(Saklanan girdiler)

···

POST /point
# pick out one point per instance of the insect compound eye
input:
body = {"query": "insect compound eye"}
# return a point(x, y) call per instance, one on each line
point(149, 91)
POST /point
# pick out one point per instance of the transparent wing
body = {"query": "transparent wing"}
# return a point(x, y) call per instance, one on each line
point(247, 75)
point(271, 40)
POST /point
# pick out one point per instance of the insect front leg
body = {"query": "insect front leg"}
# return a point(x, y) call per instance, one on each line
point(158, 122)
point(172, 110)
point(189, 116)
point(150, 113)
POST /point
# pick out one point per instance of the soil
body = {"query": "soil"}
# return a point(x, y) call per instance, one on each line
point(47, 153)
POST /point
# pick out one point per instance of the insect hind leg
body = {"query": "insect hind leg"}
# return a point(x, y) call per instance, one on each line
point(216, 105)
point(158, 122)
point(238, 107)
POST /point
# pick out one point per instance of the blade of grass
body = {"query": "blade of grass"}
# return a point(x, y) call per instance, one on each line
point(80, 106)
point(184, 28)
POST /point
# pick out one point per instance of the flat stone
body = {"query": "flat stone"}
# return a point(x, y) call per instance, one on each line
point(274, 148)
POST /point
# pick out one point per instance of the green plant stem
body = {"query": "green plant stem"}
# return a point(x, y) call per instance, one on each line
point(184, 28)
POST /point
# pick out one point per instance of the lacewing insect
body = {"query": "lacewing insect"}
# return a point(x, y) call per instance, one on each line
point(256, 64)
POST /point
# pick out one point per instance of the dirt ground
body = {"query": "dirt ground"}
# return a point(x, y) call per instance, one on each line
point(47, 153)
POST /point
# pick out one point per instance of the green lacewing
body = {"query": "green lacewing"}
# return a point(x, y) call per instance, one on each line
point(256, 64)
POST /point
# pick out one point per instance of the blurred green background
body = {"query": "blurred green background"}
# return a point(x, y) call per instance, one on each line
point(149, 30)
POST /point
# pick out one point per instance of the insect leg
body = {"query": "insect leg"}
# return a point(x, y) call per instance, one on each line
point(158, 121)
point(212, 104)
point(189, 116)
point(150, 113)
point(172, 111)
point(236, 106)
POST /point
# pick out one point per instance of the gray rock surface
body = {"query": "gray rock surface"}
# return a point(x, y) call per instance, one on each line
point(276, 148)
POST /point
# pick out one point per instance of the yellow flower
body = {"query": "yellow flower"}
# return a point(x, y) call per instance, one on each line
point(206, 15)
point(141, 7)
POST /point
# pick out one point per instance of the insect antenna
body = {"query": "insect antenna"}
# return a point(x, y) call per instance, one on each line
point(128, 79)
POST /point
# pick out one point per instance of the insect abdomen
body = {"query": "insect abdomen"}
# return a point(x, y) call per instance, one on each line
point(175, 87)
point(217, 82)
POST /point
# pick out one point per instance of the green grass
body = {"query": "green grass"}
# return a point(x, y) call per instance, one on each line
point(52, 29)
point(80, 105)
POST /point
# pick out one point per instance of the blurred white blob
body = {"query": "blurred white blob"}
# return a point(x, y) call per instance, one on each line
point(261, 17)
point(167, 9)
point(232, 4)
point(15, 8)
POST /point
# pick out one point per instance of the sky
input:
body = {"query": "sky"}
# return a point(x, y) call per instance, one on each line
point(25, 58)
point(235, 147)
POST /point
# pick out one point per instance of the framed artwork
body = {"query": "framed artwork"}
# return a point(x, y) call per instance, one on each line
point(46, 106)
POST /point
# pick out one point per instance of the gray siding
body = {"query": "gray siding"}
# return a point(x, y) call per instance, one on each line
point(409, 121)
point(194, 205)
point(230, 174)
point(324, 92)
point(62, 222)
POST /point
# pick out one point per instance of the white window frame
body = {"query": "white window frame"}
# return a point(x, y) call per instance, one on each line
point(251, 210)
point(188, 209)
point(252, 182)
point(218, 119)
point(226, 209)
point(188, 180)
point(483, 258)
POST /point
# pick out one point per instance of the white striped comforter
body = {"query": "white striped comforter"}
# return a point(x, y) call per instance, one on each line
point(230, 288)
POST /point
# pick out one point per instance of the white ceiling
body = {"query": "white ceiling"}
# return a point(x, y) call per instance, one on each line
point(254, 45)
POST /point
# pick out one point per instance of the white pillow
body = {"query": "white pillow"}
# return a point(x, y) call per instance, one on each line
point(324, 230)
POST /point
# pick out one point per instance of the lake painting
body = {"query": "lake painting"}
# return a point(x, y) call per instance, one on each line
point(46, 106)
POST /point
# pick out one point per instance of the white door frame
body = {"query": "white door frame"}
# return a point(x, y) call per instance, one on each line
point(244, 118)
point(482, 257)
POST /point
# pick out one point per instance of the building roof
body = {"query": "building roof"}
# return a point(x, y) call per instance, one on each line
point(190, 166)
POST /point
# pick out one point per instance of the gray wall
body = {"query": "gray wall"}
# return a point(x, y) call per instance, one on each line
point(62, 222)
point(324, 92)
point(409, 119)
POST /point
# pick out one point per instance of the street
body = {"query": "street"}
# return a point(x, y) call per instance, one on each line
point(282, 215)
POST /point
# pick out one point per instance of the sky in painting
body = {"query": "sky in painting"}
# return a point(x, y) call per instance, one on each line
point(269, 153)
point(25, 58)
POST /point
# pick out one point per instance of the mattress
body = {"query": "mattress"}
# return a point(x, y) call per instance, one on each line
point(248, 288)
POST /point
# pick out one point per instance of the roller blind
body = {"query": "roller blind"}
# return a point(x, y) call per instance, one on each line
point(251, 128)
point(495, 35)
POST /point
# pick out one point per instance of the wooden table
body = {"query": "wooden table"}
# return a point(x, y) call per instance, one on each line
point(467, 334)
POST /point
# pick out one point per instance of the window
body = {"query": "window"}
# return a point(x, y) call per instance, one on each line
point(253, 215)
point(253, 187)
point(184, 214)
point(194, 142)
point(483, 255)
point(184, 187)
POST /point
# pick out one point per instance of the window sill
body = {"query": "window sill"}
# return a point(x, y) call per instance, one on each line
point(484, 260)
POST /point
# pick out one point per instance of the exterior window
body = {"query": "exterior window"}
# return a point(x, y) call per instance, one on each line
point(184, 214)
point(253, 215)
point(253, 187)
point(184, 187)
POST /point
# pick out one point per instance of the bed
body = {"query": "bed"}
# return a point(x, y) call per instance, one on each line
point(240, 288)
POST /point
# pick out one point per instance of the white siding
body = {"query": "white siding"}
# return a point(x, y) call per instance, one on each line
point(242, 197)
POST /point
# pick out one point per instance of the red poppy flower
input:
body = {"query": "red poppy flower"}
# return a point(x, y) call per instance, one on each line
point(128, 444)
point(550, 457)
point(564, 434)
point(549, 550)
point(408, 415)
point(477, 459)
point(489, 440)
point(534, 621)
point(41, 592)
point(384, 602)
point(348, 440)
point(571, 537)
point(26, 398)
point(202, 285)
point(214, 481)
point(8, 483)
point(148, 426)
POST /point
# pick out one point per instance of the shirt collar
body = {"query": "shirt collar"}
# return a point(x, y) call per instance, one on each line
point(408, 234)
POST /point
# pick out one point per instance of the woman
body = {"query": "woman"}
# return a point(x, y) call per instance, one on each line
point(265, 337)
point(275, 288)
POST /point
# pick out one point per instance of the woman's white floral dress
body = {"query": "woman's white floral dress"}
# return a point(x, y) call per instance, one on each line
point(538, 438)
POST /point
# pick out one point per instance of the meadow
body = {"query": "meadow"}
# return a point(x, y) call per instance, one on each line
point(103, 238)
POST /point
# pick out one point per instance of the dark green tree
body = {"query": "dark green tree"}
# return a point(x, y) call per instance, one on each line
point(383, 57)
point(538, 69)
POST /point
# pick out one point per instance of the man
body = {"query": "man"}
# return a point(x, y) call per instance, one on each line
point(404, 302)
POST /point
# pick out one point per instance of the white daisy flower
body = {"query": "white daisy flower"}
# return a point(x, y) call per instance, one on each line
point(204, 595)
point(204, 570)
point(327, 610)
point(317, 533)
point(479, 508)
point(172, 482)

···

Hedef:
Girdilerin başından "point(149, 91)" ifadesini içeren satıra kadar uzanan bölümü, her satıra bir dize düşecek şekilde bir JSON listesi olarak düzenleyin. Her iki uçtaki satırlar dahil edilsin, boş satırlar dışarıda bırakılsın.

Tam çıktı:
[
  "POST /point",
  "# pick out one point per instance of the insect compound eye",
  "input:",
  "body = {\"query\": \"insect compound eye\"}",
  "# return a point(x, y) call per instance, one on each line",
  "point(149, 91)"
]